**SHORT TASK**
Copy out the records from the line with "Where can the handwritten" through the end of the records, leaving the pictures out of your answer.

**********

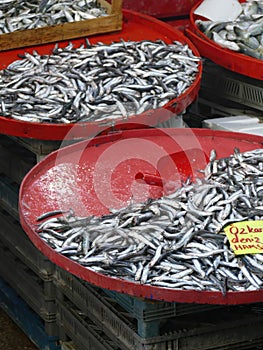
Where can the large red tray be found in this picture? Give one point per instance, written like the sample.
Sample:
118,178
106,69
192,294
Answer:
135,27
92,176
231,60
160,9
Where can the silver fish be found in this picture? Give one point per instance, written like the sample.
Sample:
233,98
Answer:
97,82
148,243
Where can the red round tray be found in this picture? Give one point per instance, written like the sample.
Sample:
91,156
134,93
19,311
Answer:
92,176
236,62
135,27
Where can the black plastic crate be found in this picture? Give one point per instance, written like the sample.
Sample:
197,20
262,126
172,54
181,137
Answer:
13,237
225,331
147,315
37,293
224,328
83,332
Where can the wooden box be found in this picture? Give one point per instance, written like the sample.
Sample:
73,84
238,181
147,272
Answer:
64,31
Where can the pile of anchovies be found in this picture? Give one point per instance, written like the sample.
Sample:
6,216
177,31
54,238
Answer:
99,82
176,241
22,15
244,35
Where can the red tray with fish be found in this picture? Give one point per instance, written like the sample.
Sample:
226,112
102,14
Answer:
164,9
98,178
136,27
232,60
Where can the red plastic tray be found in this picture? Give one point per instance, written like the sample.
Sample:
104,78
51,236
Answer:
92,176
160,9
231,60
135,27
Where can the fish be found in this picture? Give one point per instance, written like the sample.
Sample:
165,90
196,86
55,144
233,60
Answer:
19,15
244,35
147,243
100,82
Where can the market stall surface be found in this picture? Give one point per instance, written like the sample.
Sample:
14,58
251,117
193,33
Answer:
11,336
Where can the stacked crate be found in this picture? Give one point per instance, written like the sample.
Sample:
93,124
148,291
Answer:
93,318
26,272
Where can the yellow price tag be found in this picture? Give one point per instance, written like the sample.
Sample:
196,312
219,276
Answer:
245,237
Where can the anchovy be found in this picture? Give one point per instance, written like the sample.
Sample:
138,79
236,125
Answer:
149,243
23,15
99,82
244,35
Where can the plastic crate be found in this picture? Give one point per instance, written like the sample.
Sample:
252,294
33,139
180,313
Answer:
26,318
38,294
15,239
221,84
206,329
231,331
15,161
9,195
146,316
84,334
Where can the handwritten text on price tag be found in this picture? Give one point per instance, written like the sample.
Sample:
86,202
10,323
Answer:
246,237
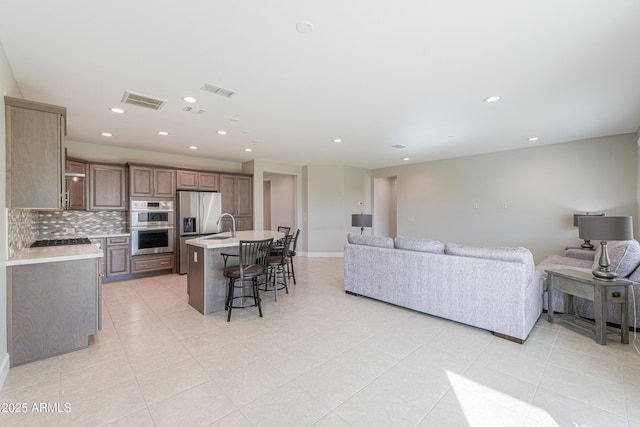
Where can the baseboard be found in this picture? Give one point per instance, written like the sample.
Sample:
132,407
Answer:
4,369
322,254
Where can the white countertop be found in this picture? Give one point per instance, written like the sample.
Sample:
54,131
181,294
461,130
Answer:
54,254
208,243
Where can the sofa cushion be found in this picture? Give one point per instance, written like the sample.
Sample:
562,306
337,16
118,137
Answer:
379,241
419,245
624,256
518,255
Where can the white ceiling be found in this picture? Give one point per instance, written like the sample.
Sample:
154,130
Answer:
372,73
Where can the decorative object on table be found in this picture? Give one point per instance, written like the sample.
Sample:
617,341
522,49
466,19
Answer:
361,220
605,228
587,243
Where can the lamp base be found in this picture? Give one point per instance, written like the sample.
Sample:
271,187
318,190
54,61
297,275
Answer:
604,275
587,245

**********

**RESPONSE FOR THIS EXERCISE**
Where can the handwritten text on price tag be found in this picture? Give one point per instance, written like the sample.
Sample:
86,202
10,323
Answer:
246,237
Where can the baseboard be found in this picture? Give one point per instance, written like the sample.
Sample:
132,407
Answer:
4,369
322,254
Where can the white countertop be found in this picture? Give one point per instance, written like the sample.
Sample:
54,131
181,294
461,130
Answer:
54,254
208,243
Where can the sofa cushion be found in this picture? Give one point per instance, written like the sample.
Sample:
562,306
337,16
118,137
Answer:
379,241
419,245
624,256
518,255
Where can the white ceiling be found in this picture? Give one point per instance, written like the sample.
Sample:
154,130
Answer:
372,73
Where can the decorative object on table be found in this picture? Give one point per instance, written like the sample.
Sample:
617,341
522,49
466,19
Answer:
361,220
605,228
587,243
Where can the lamp base be found in this picture? Give one point per instance, written like the sample.
Sample:
271,187
318,190
54,61
297,275
Answer:
604,275
587,245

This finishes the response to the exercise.